(Items drawn from a data source)
## start

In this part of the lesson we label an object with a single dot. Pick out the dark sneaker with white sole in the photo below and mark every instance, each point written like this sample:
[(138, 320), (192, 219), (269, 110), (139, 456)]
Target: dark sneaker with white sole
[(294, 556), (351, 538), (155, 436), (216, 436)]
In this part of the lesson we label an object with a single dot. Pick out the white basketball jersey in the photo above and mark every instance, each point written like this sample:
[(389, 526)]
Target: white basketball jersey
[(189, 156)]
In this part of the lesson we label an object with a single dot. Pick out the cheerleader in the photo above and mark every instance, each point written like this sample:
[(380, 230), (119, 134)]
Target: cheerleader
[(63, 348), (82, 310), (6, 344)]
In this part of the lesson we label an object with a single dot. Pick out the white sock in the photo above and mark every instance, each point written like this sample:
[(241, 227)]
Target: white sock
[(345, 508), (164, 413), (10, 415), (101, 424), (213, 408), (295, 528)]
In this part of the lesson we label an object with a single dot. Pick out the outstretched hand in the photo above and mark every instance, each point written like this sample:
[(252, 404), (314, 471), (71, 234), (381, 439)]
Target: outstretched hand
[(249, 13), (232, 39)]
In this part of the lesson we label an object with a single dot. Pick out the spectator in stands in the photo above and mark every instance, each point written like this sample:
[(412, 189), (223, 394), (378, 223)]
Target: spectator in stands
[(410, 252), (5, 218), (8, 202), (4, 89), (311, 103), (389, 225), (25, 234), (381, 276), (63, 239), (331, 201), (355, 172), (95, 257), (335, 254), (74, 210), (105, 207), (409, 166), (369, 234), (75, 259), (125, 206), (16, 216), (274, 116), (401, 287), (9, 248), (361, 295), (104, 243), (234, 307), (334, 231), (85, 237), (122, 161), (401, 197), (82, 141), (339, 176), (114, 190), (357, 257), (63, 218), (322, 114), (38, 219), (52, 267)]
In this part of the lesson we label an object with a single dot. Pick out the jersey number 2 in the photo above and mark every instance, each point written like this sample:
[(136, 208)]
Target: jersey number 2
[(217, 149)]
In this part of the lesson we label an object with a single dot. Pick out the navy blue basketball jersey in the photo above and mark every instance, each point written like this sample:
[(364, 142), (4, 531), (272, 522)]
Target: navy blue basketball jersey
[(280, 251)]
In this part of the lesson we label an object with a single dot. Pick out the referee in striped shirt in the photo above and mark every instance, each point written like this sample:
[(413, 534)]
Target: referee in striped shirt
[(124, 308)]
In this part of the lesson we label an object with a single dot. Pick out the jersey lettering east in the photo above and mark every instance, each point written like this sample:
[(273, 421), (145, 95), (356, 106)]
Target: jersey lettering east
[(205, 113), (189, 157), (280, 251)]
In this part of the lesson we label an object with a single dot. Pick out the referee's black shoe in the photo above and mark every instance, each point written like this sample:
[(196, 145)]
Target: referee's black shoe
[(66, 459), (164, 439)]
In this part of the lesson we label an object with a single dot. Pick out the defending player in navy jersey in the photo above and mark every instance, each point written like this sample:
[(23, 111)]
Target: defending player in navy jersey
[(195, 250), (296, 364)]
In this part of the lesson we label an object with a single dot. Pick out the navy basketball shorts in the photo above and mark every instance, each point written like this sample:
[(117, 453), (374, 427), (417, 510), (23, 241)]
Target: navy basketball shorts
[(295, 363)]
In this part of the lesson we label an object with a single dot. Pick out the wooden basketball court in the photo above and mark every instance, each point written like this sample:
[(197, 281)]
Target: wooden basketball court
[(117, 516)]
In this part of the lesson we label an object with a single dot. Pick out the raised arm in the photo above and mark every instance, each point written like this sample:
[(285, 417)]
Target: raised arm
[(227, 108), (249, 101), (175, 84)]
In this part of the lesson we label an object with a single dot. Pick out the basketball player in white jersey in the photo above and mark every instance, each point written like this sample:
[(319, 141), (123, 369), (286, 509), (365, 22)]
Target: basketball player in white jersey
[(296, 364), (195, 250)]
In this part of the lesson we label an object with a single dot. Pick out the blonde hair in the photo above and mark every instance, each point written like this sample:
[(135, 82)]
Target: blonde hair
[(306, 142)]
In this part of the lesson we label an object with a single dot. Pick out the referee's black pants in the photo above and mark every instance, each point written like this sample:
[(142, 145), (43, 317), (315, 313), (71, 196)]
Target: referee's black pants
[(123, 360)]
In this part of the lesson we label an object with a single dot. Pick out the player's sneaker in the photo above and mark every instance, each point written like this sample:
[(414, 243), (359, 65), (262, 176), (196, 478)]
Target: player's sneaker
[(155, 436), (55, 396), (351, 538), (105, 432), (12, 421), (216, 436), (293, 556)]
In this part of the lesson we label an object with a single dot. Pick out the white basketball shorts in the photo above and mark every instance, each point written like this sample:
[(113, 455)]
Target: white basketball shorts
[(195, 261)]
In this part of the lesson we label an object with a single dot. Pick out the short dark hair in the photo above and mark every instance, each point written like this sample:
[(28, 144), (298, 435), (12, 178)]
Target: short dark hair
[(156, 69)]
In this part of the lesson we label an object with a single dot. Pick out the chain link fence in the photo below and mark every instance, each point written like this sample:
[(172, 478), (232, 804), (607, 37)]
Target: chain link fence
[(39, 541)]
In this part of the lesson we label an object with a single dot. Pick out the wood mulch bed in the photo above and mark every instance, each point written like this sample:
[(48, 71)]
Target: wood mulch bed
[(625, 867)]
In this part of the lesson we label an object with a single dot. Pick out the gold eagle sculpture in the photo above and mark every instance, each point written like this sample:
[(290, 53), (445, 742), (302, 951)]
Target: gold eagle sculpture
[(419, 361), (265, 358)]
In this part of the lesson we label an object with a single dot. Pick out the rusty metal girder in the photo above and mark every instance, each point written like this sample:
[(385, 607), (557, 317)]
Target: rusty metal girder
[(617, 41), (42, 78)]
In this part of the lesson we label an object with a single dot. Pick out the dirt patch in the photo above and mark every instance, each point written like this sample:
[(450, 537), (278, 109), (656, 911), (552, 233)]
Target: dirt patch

## end

## Task instructions
Copy, without any alteration, everything from the first of the lines above down to and including the line that contains "[(294, 556), (351, 538), (155, 436), (216, 436)]".

## Response to the exercise
In this part of the lesson we label an object with a single dot. Pick out the dark sneaker with white sole in the photo below and mark every instance, each point written like this sample:
[(138, 320), (192, 219), (269, 110), (139, 456)]
Target: dark sneaker with white sole
[(294, 556), (351, 538), (155, 436), (216, 436)]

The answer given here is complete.